** START LISTING **
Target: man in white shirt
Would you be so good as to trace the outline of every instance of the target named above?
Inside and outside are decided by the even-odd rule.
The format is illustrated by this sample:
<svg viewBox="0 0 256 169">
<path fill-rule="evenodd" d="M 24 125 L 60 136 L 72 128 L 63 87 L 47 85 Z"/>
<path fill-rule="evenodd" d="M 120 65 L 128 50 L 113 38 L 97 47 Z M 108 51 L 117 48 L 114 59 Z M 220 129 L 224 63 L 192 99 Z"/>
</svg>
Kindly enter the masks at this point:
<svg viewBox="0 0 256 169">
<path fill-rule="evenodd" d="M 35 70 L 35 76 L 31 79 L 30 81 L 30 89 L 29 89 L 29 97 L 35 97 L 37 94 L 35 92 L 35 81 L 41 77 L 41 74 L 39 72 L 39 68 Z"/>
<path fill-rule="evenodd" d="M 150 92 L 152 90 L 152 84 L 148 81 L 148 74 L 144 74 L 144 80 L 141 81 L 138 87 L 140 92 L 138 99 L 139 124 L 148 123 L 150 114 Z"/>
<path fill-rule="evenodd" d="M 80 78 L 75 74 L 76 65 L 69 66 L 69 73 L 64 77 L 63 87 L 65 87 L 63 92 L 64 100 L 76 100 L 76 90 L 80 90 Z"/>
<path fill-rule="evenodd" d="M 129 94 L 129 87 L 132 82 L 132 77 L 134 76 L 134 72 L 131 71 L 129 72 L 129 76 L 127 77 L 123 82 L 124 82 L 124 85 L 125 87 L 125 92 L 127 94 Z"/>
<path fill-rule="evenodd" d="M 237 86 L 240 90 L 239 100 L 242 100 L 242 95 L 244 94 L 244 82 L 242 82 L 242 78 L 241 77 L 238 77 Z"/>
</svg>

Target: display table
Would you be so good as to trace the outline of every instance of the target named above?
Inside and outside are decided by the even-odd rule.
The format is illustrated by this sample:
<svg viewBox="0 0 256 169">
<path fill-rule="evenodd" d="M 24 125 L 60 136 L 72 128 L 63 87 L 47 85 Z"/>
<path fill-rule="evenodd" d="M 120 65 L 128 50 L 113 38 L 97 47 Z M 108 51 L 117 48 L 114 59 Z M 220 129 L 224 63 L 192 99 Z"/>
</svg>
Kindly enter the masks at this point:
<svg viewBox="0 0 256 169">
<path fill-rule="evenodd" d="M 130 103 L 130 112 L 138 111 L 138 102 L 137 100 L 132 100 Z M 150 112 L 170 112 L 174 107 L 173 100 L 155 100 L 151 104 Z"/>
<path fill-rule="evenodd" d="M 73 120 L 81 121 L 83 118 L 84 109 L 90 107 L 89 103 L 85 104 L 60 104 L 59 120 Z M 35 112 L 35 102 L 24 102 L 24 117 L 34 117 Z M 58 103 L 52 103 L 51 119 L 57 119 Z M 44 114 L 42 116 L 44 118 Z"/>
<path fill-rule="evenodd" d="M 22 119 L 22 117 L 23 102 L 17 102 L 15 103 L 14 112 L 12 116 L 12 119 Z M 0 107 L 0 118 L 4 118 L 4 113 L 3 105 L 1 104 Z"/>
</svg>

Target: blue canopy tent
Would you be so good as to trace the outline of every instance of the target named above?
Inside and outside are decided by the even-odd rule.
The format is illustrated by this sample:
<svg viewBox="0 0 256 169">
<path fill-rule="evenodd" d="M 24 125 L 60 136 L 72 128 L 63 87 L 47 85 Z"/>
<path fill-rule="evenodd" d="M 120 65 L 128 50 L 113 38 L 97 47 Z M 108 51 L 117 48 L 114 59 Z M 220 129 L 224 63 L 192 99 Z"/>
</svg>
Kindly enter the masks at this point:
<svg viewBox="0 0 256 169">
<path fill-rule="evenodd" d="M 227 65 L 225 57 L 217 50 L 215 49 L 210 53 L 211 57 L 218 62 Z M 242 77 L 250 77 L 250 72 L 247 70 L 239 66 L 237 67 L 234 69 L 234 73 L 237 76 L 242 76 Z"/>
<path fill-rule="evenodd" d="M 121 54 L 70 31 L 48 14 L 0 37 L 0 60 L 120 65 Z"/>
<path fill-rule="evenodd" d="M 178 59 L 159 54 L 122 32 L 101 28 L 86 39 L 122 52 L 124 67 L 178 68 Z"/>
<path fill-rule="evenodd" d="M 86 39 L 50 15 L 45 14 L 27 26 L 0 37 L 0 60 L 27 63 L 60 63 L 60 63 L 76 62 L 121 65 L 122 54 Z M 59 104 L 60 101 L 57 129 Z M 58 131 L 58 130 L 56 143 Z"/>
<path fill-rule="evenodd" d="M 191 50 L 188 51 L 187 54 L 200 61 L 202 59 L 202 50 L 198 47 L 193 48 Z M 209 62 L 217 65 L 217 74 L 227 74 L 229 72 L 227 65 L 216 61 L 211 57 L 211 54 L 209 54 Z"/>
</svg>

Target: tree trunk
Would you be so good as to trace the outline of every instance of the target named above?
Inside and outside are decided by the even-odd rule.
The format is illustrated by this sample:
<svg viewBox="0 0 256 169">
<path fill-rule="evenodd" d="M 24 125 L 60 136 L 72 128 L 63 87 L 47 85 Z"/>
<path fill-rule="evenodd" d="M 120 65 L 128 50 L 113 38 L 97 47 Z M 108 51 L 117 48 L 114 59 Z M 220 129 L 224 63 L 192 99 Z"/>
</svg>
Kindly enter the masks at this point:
** END LISTING **
● **TASK GOAL**
Scale the lines from the line with "Target: display table" up to and including the line with "73 120 L 81", and give them all again with every viewBox dimension and point coordinate in the answers multiplied by 1.2 and rounded to whole numbers, halves rounding up. Keep the requests and their format sample unchanged, and return only these lines.

● **RESPONSE TO THIS TASK**
Target: display table
Would you be so good as to trace the outline of every instance of the target named above?
Inside and outside are decided by the even-odd rule.
The format is illustrated by this sample:
<svg viewBox="0 0 256 169">
<path fill-rule="evenodd" d="M 24 125 L 60 136 L 72 128 L 63 87 L 47 85 Z"/>
<path fill-rule="evenodd" d="M 120 65 L 128 50 L 113 38 L 97 47 Z M 108 51 L 117 48 L 114 59 Z M 220 129 L 224 63 L 192 99 Z"/>
</svg>
Kindly enter the masks at this point:
<svg viewBox="0 0 307 203">
<path fill-rule="evenodd" d="M 156 124 L 156 134 L 166 133 L 166 122 L 164 120 L 158 120 Z M 180 134 L 204 134 L 209 128 L 208 120 L 186 120 L 181 125 Z"/>
<path fill-rule="evenodd" d="M 88 144 L 97 145 L 100 142 L 101 131 L 108 128 L 107 124 L 102 125 L 72 125 L 71 144 Z M 42 134 L 42 122 L 29 122 L 29 140 L 41 140 Z M 70 124 L 62 124 L 61 143 L 68 143 Z M 53 137 L 50 139 L 53 142 Z"/>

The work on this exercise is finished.